## Provided passage
[ProAudio] Microphones question

Dan Lavry dan at lavryengineering.com
Mon Jun 14 12:01:02 PDT 2021


Excess noise is important in some cases, and it is material dependent. I 
agree that the 150 for the noise measurement can be "any: 150 Ohm.

Regarding "A weighting", I just publish both figures. In most cases it 
is 2dB difference.

Regards

Dan Lavry

On 6/14/2021 11:03 AM, Bill Whitlock via ProAudio wrote:
> Dan, I'm glad you caught that one!   Noise is a "stand alone" that 
> needs no reference except a unit of measure - and, as frequently 
> omitted by marketing types, a stated bandwidth.  And I have no problem 
> in using weighted figures as long as it's clearly stated.
>
> In my mind, the biggest barrier to understanding noise and its 
> implications is the lies, distortions, and half-truths perpetrated by 
> marketing folks!  A measurement, with test conditions and references 
> fully disclosed, is not subject to interpretation.  Sadly, many folks 
> are "educated" by such misleading information and will believe, for 
> example, that the 150 Ω resistor used for testing preamp noise must be 
> a special "low-noise" resistor.  In fact, thermal noise has no 
> dependence on the resistive material at all.  So-called "low-noise" 
> resistors are low in "excess noise" that occurs when DC current flows 
> in it - and there's a huge difference among those!  Anyone whose ever 
> heard me lecture is well aware that no love is lost between me and 
> marketing people.
>
> Bill Whitlock
>
>
> -----Original Message-----
> From: Dan Lavry via ProAudio <proaudio at bach.pgm.com>
> To: Mike Rivers <mm1100 at yahoo.com>; proaudio at bach.pgm.com
> Sent: Mon, Jun 14, 2021 9:27 am
> Subject: Re: [ProAudio] Microphones question
>
> I think you are confusing things. EIN does not need to be measured at 
> full scale, and it is a real representative of the noise contributions.

## Tasks to complete
#1 Answer these questions about the microphones question exchange:
(a) According to Dan Lavry, in most cases what is the difference between the weighted and unweighted noise figures?
(b) What does Bill Whitlock say thermal noise has no dependence on?
(c) What does Dan Lavry say EIN does not need to be measured at?
#2 Repeat the part of the microphones question exchange that begins at "Dan Lavry dan" and stops after "is 2dB difference.".

## Records shown
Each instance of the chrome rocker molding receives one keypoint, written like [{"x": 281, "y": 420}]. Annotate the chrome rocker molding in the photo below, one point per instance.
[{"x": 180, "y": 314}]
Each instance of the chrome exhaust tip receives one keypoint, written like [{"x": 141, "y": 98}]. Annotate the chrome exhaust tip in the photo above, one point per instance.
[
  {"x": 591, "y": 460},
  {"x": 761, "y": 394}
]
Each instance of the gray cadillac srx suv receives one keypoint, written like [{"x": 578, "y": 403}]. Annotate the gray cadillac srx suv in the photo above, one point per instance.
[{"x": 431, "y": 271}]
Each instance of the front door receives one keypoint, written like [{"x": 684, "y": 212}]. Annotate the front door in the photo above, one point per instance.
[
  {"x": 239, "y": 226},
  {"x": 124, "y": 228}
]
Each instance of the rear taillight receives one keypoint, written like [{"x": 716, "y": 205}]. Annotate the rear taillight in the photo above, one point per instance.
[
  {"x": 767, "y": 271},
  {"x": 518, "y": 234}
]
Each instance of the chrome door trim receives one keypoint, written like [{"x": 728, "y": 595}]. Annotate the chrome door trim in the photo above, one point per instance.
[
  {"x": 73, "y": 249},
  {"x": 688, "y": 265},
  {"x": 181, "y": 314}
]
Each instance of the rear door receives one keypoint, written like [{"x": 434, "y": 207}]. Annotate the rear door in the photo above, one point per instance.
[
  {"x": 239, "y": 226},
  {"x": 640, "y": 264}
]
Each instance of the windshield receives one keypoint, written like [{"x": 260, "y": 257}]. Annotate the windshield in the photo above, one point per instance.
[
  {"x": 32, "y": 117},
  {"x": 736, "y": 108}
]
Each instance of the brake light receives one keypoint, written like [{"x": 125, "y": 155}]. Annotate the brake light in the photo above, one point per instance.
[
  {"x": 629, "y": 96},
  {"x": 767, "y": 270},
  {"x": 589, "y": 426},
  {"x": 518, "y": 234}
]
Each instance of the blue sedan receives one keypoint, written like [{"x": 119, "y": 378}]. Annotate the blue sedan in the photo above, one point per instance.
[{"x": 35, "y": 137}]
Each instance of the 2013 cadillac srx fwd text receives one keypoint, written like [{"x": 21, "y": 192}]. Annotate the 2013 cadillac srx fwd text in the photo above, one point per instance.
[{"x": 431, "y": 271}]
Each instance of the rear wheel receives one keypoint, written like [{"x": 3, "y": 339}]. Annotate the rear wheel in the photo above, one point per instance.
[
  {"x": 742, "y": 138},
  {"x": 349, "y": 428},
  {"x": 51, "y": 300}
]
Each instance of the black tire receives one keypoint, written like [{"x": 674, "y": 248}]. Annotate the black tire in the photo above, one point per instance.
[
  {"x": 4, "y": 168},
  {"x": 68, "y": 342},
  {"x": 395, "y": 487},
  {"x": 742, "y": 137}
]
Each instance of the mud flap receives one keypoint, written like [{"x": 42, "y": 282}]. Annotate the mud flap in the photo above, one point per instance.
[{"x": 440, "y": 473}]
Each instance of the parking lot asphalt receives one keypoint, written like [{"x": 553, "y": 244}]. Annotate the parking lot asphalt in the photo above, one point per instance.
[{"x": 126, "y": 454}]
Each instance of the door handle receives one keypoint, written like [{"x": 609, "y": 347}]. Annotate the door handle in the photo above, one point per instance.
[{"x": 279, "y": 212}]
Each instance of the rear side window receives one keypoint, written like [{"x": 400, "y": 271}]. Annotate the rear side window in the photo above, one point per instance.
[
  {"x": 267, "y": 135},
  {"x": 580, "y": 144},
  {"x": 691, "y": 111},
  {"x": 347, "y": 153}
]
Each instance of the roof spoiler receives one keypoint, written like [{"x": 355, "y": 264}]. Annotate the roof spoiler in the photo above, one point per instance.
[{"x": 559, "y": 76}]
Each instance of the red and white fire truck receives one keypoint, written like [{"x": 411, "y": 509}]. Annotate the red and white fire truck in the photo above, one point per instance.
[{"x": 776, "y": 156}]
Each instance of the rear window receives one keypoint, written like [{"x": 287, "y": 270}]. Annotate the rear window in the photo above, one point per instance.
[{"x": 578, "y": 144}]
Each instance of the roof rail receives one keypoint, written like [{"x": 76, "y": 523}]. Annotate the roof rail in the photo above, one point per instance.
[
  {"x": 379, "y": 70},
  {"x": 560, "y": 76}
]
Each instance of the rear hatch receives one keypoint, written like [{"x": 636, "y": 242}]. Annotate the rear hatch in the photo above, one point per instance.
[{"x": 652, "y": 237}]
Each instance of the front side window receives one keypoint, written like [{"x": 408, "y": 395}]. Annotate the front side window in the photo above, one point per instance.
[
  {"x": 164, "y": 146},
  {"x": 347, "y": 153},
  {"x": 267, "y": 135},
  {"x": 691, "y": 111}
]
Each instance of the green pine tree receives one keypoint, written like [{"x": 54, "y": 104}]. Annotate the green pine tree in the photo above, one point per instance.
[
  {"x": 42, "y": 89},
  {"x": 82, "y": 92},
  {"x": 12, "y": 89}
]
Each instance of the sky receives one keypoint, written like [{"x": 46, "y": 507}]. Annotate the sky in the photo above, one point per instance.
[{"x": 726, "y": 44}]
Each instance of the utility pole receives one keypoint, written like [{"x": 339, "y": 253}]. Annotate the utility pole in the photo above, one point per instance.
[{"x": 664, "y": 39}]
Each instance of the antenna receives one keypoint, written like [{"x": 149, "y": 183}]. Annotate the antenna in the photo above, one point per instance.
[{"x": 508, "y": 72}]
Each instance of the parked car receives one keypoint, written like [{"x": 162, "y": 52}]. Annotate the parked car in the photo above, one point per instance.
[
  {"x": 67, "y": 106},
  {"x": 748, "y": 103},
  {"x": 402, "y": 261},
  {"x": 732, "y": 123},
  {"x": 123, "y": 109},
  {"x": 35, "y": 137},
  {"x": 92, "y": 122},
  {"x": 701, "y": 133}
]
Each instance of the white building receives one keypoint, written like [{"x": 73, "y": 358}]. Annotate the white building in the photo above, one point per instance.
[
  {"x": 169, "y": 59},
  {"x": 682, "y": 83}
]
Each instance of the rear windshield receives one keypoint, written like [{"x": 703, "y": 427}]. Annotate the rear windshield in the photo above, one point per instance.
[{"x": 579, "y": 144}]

## Results of the tasks
#1
(a) 2dB
(b) The resistive material
(c) Full scale

#2
Dan Lavry dan at lavryengineering.com
Mon Jun 14 12:01:02 PDT 2021


Excess noise is important in some cases, and it is material dependent. I 
agree that the 150 for the noise measurement can be "any: 150 Ohm.

Regarding "A weighting", I just publish both figures. In most cases it 
is 2dB difference.